READING PASSAGE:
━━━
Reviews
“ I cannot help thinking Mother Teresa would have a sneaking regard for Anne Sebba who has provided her with a meticulous, balanced and forthright biography. As her subtitle suggests, Sebba moves beyond the polarised images of Mother Teresa as either the embodiment of human goodness or Hell’s Angel. While appreciating her subject’s magic, Sebba is never beguiled by it.”
Peter Stanford, Sunday Telegraph
Anne Sebba is that valuable kind of biographer, the post-official kind.What is admirable about Sebba’s book is its gentle fairness- it’s readiness to enter the dilemma which was Mother Teresa by recording good and bad even-handedly. She comes to the scene with a freshness which stops well short of naivete. Sebba is very good on the Teresa Phenomenon.
━━━
APPLY WHAT YOU READ:
1. Which adjectives does the opening quotation in the reviews of Anne Sebba's Mother Teresa biography use to describe the biography?
2. Extend the reviews of Anne Sebba's Mother Teresa biography by carrying on from their last sentence.

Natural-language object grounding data
━━━
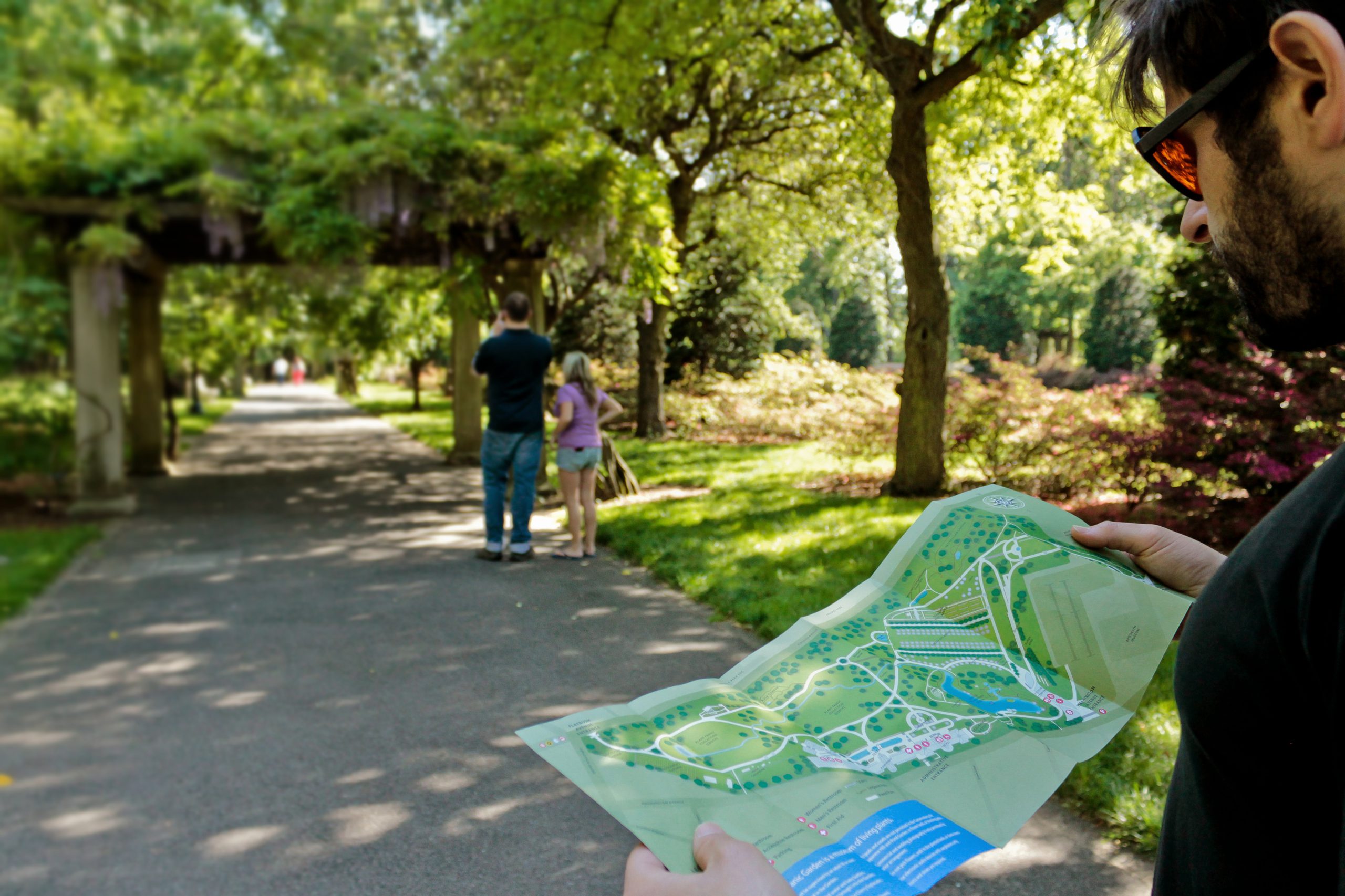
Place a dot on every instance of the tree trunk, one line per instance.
(467, 387)
(347, 377)
(925, 382)
(416, 368)
(144, 339)
(171, 420)
(653, 354)
(195, 391)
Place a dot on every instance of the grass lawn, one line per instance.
(763, 552)
(432, 425)
(191, 425)
(757, 548)
(30, 559)
(33, 556)
(1125, 786)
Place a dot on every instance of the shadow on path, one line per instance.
(291, 676)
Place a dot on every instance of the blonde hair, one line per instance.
(576, 369)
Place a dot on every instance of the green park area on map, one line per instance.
(985, 657)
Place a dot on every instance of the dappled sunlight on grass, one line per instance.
(1126, 785)
(757, 548)
(30, 559)
(433, 424)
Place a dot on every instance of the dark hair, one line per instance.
(517, 307)
(1187, 44)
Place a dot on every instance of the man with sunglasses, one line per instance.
(1255, 140)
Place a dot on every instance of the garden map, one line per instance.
(916, 723)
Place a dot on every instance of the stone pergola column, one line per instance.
(147, 372)
(96, 298)
(467, 385)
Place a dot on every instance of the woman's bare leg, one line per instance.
(588, 485)
(571, 489)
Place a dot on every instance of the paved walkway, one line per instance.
(289, 676)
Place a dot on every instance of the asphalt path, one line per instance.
(289, 674)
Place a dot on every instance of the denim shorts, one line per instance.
(577, 459)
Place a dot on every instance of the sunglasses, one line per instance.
(1173, 157)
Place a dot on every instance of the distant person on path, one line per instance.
(1255, 140)
(514, 360)
(582, 409)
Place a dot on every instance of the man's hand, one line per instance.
(732, 868)
(1177, 561)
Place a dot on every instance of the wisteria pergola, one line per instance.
(390, 190)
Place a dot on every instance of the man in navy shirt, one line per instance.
(514, 360)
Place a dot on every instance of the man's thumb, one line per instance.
(709, 844)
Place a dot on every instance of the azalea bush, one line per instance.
(1242, 435)
(1009, 428)
(790, 399)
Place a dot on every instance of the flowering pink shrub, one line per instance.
(1239, 436)
(1010, 428)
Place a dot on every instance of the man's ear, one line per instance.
(1312, 53)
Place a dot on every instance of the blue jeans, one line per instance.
(502, 451)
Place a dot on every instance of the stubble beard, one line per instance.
(1284, 251)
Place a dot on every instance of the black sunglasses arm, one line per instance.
(1196, 104)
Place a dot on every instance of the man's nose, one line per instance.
(1195, 221)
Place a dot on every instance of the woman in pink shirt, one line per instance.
(582, 409)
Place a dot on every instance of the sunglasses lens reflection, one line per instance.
(1178, 162)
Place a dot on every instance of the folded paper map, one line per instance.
(915, 723)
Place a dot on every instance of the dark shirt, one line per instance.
(1257, 794)
(515, 362)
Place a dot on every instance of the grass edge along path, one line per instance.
(33, 557)
(763, 552)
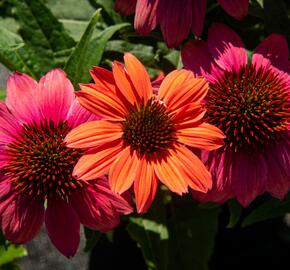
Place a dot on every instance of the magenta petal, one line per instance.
(175, 19)
(78, 115)
(226, 47)
(22, 93)
(249, 177)
(146, 16)
(9, 125)
(22, 219)
(274, 48)
(125, 7)
(63, 226)
(98, 207)
(236, 8)
(57, 95)
(198, 14)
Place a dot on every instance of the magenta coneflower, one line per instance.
(249, 102)
(176, 17)
(36, 166)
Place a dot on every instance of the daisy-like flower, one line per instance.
(249, 102)
(144, 137)
(176, 17)
(36, 166)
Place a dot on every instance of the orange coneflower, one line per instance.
(143, 137)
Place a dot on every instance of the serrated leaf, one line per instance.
(192, 233)
(235, 210)
(41, 31)
(152, 237)
(271, 209)
(11, 253)
(16, 55)
(89, 51)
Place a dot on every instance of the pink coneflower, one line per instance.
(176, 17)
(144, 136)
(36, 166)
(249, 102)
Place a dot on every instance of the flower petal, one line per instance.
(145, 185)
(94, 133)
(181, 87)
(97, 161)
(146, 16)
(226, 47)
(101, 102)
(236, 8)
(77, 115)
(274, 48)
(22, 219)
(22, 93)
(56, 95)
(138, 76)
(175, 19)
(198, 14)
(204, 136)
(123, 171)
(63, 226)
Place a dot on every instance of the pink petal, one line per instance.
(63, 226)
(78, 115)
(22, 93)
(236, 8)
(249, 174)
(226, 47)
(98, 207)
(22, 219)
(274, 48)
(198, 14)
(175, 19)
(9, 126)
(125, 7)
(146, 16)
(56, 95)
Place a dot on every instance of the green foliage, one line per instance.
(273, 208)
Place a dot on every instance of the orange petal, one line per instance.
(124, 83)
(145, 185)
(103, 78)
(192, 169)
(188, 115)
(123, 171)
(181, 87)
(138, 76)
(97, 162)
(100, 103)
(170, 174)
(94, 133)
(204, 136)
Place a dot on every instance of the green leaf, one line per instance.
(41, 30)
(152, 237)
(235, 213)
(11, 253)
(192, 232)
(92, 237)
(16, 55)
(273, 208)
(89, 51)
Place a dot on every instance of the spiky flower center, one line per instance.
(250, 106)
(148, 128)
(41, 165)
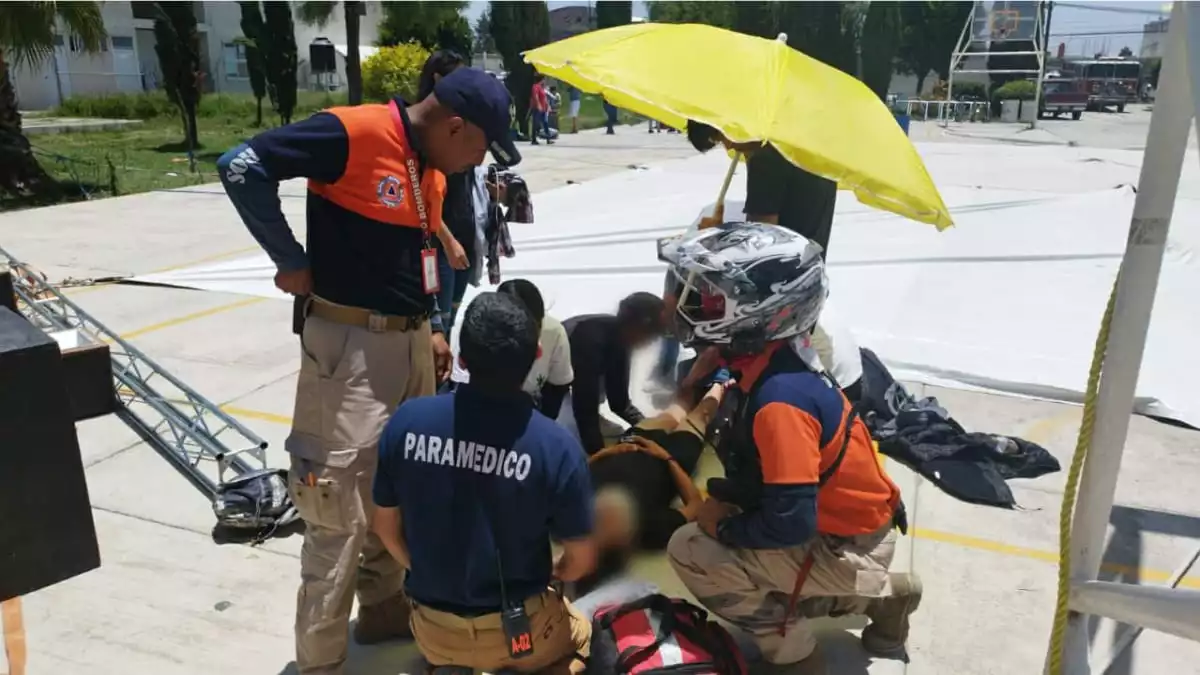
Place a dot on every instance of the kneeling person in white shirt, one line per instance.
(551, 376)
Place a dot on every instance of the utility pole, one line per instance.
(1045, 40)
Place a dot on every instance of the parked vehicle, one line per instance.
(1061, 96)
(1108, 81)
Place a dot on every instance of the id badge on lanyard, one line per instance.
(430, 281)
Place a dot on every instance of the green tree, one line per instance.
(483, 36)
(251, 31)
(519, 27)
(880, 41)
(280, 55)
(178, 45)
(27, 37)
(433, 25)
(929, 33)
(719, 13)
(827, 31)
(613, 12)
(756, 18)
(319, 13)
(1152, 66)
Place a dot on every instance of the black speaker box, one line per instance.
(47, 533)
(322, 57)
(7, 293)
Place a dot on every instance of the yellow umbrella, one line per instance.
(753, 89)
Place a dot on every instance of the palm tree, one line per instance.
(318, 13)
(27, 37)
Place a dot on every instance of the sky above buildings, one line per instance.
(1084, 27)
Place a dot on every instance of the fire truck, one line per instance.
(1108, 81)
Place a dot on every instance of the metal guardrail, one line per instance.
(953, 111)
(179, 423)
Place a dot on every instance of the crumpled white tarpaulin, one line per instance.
(1009, 299)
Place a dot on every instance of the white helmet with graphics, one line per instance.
(743, 284)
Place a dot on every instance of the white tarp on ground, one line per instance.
(1009, 299)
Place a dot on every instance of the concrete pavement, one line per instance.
(168, 601)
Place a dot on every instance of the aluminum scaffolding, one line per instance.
(991, 24)
(1167, 609)
(189, 430)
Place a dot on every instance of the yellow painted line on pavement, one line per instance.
(207, 260)
(257, 414)
(193, 316)
(169, 268)
(1042, 430)
(1143, 574)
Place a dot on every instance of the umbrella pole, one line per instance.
(719, 210)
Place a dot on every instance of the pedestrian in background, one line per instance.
(371, 335)
(574, 99)
(471, 489)
(539, 111)
(610, 112)
(556, 102)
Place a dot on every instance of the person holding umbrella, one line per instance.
(778, 192)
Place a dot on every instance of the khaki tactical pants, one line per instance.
(753, 589)
(559, 631)
(351, 382)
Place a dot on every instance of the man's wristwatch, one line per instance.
(721, 526)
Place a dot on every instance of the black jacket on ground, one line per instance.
(601, 364)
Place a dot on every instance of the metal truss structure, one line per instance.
(192, 432)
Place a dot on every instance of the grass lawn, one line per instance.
(153, 156)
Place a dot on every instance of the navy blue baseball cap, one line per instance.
(484, 101)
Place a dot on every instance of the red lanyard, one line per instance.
(414, 174)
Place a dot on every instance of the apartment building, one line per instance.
(129, 63)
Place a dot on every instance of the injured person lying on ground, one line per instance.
(637, 482)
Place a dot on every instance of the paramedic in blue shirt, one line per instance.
(372, 335)
(469, 491)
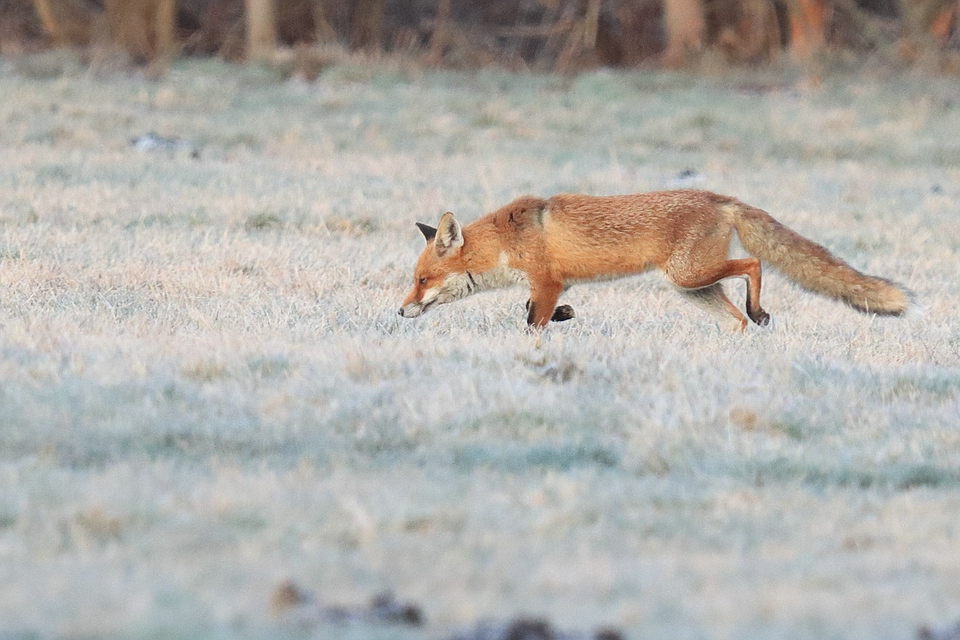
━━━
ACTIVITY ANSWERS:
1. meticulous, balanced, forthright

2.
Monica Furlong, The Times Literary Supplement
“Anne Sebba gives us a book – and an excellent one too – not quite a history, not quite a biography not quite a social comment, in which she tries to understand the phenomenon of Mother Teresa. Anne Sebba, in search of understanding, has done research beyond the call of duty. Sebba herself is both shocked and moved by what she discovered. Shocked by the leprosy centre, at the waste, at the lack of organisation lack of training for carers; moved by the Mother House , the nucleus of the whole international organisation, “an inspirational sort of place. A drab, concrete, four -storey building on a noisy street is what it appears from the outside. But inside I was aware of a palpable heartbeat… everything calm, cool and peaceful as the sari- clad women and girls rose, one by one, to take communion, forming as they did so a moving crucifix in a sort of stylised ballet.”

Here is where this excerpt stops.